- PROBLEM REQUIREMENTS -
Sort through the data and copy the lines holding the word "trace".

Recorded data
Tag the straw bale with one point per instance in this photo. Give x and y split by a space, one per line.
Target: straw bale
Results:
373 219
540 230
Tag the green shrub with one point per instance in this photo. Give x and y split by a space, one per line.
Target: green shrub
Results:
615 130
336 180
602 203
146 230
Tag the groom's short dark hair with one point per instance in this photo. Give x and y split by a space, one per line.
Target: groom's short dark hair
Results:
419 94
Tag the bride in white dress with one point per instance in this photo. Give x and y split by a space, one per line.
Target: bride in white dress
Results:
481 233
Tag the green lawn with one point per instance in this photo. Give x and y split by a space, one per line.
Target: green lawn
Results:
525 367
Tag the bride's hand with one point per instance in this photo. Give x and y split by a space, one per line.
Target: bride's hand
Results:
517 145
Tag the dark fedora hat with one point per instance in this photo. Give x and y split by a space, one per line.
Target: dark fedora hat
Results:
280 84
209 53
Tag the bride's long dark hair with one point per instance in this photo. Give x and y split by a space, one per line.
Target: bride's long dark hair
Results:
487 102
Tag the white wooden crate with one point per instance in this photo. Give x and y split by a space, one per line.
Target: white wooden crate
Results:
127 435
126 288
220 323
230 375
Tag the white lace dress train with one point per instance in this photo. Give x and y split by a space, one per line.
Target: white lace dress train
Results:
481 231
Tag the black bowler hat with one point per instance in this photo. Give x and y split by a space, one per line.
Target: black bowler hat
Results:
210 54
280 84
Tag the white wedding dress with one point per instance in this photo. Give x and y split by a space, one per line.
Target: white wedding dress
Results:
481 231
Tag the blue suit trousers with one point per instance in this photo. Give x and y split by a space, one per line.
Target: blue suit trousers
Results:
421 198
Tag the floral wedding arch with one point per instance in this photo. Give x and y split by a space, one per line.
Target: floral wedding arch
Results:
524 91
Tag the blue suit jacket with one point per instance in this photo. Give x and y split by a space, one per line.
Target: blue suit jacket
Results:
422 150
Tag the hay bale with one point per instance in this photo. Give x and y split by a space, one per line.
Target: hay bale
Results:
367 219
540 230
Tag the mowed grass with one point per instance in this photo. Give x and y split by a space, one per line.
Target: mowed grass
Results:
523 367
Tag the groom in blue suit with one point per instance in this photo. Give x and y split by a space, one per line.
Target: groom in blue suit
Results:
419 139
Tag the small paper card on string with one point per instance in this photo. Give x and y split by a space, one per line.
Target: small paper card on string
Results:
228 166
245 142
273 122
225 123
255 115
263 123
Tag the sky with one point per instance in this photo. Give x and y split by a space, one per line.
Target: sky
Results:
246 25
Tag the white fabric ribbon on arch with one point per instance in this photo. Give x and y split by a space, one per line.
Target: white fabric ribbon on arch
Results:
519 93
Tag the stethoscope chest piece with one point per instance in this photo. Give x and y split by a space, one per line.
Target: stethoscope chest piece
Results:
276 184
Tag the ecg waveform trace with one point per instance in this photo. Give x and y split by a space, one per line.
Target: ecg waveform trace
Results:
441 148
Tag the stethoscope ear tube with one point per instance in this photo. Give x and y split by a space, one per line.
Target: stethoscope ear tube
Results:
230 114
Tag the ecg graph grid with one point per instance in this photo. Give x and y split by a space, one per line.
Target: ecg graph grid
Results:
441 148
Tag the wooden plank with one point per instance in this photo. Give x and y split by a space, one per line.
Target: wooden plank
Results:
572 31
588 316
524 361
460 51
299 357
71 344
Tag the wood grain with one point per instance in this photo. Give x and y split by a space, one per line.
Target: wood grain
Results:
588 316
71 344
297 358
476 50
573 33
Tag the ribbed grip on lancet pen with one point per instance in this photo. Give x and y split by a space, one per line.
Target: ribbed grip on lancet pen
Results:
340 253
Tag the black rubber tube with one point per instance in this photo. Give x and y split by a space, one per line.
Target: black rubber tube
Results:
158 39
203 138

- RESPONSE AREA -
Tag the ecg waveform trace with one point per instance in this photo. Give x and y split by a space, one per line.
Target: ecg waveform trace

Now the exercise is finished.